> **WHAT TO DO**:
1. Summarize the text on forward stepwise selection in two sentences.
2. In the text on forward stepwise selection, which variable was chosen first, and on what basis?
3. Continue the text on forward stepwise selection from the point where it stops.

=== TEXT SEGMENT ===

Forward stepwise selection
The first variable chosen was the one with higher adjusted R² which is studio. Then it was combined with the second in the rank director.
stu_dir_model = lm(global_score ~ studio + director, data = movies)
summary(stu_dir_model)$adj.r.squared
## [1] 0.4017996
# Previously calculated adjusted R² from linear model using the director variable as predictor;
summary(dir_model)$adj.r.squared
## [1] 0.3993372
There was no significant difference right? The first value is what we had before adding the variable director as a predictor and the second one is the result after the variable was included. Lets try using the next variable with higher adjusted R². It is imdb_num_votes.
stu_imdb_votes_model = lm(global_score ~ imdb_num_votes, data = movies)
summary(stu_imdb_votes_model)$adj.r.squared
## [1] 0.07836049
That should not even be considered. This value is really far from what we would call a ‘good model’. However let’s combine all the three variables we tryied before. studio + director + imdb_num_votes.

=== ENTRIES PROVIDED ===

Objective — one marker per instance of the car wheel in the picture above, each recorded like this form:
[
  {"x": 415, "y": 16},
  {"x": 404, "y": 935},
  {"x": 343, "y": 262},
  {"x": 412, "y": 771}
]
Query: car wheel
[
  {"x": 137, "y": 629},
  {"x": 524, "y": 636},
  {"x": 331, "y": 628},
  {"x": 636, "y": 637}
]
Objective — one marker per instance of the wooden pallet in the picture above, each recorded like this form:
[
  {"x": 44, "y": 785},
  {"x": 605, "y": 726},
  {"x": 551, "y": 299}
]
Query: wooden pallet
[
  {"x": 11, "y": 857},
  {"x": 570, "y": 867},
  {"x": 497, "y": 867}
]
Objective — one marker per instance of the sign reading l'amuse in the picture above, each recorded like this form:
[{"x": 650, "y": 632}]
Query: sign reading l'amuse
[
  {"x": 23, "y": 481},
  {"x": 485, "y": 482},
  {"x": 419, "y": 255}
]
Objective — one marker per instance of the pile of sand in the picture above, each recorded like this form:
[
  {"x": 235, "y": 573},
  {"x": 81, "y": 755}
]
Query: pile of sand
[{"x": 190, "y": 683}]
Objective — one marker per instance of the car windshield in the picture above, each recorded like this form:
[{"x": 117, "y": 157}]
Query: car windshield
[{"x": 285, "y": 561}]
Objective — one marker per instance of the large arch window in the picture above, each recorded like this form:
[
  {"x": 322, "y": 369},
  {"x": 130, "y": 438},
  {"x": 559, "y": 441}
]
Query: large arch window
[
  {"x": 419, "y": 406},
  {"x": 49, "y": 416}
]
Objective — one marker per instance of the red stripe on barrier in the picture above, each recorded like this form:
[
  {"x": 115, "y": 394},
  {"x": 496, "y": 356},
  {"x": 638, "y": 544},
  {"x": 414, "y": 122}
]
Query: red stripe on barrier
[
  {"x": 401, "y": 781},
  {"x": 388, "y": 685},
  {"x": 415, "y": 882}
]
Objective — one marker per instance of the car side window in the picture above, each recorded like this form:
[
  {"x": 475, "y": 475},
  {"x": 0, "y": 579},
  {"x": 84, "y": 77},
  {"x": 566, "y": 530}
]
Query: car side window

===

> **ANSWERS TO THE EXERCISES**:
1. Forward stepwise selection began with studio, the variable with the highest adjusted R², and then added director, which made no significant difference to adjusted R². Trying imdb_num_votes next gave an adjusted R² of about 0.078, which is judged far from a good model, so the next step is to combine studio, director, and imdb_num_votes.

2. Studio was chosen first because it had the highest adjusted R².

3.
stu_dir_imdb_votes_model = lm(global_score ~ studio + director + imdb_num_votes, data = movies)
summary(stu_dir_imdb_votes_model)$adj.r.squared
## [1] 0.4971885
That is something. Let’s include now the other remaining variable in consideration best_actor_win to see if we can get something better than that.
stu_dir_imdb_votes_best_act_model = lm(global_score ~ studio + director + imdb_num_votes + best_actor_win, data = movies)
summary(stu_dir_imdb_votes_best_act_model)$adj.r.squared
## [1] 0.4855043
It seems like this variable would not help much. So lets remove this variable from our model and stick to the previous model with higher adjusted R² stu_dir_imdb_votes_model.
Checking conditions
Since we only have one quantitative variable which is imdb_num_votes this is the one to be considered.
1. Outliers: The present outliers are not due to incorrectly entries or wrong measurement. Those are legitimate observations.
2. Linear relationship: The response variable has a linear relationship with the predictor variable X.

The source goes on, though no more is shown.